아래 항목에서 "gold"라는 단어가 들어 있는 줄을 빠짐없이 모아 그대로 옮겨 적으세요.

***

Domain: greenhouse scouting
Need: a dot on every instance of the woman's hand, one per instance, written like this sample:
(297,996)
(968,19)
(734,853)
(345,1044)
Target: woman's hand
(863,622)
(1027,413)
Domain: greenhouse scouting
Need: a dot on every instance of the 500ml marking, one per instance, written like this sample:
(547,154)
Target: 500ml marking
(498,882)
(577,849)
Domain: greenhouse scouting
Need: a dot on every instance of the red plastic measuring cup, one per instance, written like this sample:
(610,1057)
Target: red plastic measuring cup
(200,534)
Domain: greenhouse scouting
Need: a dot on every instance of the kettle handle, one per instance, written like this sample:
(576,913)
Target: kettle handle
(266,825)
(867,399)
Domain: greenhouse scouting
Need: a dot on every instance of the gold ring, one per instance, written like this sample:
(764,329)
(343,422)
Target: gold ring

***

아래 풀이
Need: a dot on every instance of the gold ring, one per instance, written like this sample:
Target: gold ring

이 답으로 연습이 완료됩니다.